→ Task to carry out
Pick out every line of the material below that contains the string "knee". Case counts.

→ Information provided
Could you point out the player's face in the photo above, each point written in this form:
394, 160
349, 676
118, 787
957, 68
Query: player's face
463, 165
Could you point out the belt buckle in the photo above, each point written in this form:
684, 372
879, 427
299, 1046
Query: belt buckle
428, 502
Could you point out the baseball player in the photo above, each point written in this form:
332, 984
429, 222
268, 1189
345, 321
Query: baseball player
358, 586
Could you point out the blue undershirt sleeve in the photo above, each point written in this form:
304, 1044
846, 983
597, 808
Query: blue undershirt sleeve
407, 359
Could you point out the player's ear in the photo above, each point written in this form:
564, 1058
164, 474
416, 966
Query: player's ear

* * *

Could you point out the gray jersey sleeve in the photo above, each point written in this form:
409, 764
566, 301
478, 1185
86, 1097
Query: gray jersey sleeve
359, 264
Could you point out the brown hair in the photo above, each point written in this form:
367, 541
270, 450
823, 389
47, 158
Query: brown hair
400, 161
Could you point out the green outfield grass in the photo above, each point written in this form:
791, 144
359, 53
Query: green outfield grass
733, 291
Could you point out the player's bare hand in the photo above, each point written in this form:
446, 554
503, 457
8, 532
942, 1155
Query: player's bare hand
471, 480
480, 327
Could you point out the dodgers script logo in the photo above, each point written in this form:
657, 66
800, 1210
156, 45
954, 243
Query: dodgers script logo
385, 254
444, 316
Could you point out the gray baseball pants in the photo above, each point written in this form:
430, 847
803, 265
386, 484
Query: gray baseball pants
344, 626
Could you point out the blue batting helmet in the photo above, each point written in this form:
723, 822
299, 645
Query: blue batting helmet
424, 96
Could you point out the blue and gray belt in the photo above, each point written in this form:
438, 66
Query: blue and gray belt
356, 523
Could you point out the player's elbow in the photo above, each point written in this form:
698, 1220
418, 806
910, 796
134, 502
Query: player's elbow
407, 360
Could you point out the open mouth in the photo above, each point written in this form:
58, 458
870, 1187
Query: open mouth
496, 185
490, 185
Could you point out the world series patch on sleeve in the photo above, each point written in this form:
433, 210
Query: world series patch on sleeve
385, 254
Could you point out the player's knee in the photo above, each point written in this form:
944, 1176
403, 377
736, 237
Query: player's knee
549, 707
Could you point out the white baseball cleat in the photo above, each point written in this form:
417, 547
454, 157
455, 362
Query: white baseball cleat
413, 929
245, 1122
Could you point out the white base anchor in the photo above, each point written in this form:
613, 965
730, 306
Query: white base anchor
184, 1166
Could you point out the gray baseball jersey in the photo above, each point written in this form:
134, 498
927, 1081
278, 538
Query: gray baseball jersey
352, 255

...

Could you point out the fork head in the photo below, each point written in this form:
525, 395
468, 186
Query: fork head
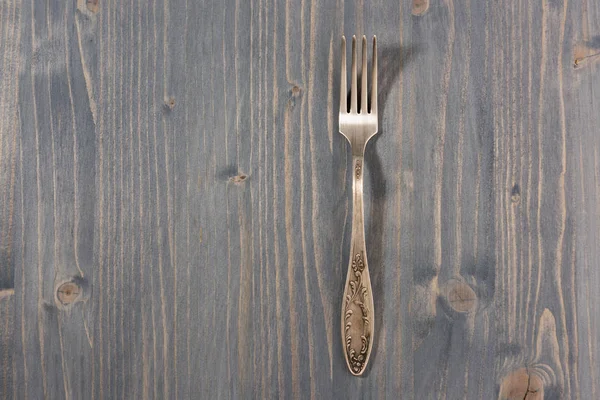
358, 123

→ Output of the exercise
Could you point out the player's knee in the photo above, each point written in this form:
Query: player's knee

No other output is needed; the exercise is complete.